What is an interest rate swap?

A

An interest rate swap is a derivative contract where two parties exchange interest payment obligations — typically one pays a fixed rate and the other pays a floating rate — on a notional principal amount without exchanging the principal itself.

Q

What is an equity swap?

A

Exchange of equity returns for fixed or floating interest payments.

Q

What is the notional principal in a swap?

A

The notional principal is the reference amount used to calculate swap cash flows; it is never actually exchanged between counterparties and serves only as the basis for computing interest payments.

Q

What is a commodity swap?

A

Agreement to exchange cash flows based on commodity prices.

Q

What is a plain vanilla interest rate swap?

A

A plain vanilla swap is the most basic form where one party pays a fixed interest rate and receives a floating rate (usually linked to MIBOR or LIBOR), or vice versa, on the same notional amount for a specified tenor.

PROBLEM SET:
(a) Say whether each statement agrees with the passage on swaps, and quote the words that decide it: (i) In an interest rate swap, the principal itself is exchanged between the parties. (ii) A commodity swap is an agreement to exchange cash flows based on commodity prices. (iii) In a plain vanilla swap, the floating rate is usually linked to MIBOR or LIBOR.
(b) Retype the passage on swaps from "The notional principal is" up to and including "a commodity swap?".
The items that come next have no connection to the passage on swaps.

MATERIAL PROVIDED:
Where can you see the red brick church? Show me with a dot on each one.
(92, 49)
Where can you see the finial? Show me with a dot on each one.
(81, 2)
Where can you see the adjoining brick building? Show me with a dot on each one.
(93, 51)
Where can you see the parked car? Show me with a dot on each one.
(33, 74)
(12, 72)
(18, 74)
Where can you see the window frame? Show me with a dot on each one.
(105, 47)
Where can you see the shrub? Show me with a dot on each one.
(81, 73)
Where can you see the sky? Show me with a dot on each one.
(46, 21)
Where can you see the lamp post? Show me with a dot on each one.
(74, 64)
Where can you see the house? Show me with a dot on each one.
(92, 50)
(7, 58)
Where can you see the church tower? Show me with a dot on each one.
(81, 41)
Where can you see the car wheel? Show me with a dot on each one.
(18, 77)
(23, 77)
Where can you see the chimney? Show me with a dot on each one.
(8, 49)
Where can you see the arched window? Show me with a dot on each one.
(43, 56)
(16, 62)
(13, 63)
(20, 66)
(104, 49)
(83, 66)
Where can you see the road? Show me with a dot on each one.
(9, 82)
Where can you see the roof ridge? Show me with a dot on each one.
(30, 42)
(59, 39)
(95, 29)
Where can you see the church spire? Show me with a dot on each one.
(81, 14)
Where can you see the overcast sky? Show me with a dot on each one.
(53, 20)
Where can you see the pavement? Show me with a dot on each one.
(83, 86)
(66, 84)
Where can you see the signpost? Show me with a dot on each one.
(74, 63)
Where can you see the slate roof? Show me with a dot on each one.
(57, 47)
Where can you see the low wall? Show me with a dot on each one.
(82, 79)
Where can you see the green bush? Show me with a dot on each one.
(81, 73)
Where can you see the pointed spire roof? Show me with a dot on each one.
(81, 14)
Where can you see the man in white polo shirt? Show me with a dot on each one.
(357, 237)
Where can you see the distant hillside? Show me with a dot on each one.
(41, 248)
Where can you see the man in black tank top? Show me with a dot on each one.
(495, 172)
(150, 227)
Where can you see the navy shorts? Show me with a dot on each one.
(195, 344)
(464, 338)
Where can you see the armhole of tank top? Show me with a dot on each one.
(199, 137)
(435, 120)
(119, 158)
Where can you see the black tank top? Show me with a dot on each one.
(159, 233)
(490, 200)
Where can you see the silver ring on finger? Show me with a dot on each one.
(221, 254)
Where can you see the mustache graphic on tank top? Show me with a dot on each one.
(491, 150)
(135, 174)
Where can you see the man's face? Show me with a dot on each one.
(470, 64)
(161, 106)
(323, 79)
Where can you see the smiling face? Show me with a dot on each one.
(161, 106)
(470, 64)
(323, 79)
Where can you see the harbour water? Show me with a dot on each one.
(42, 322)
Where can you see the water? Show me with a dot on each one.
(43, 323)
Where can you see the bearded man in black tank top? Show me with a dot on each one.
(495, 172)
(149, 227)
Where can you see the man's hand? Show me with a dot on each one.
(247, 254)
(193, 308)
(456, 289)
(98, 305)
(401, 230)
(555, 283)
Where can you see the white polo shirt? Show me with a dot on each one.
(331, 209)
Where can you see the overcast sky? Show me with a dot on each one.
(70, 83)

EXPECTED ANSWERS:
(a)
(i) No: "without exchanging the principal itself."
(ii) Yes: "Agreement to exchange cash flows based on commodity prices."
(iii) Yes: "usually linked to MIBOR or LIBOR"

(b)
The notional principal is the reference amount used to calculate swap cash flows; it is never actually exchanged between counterparties and serves only as the basis for computing interest payments.

Q

What is a commodity swap?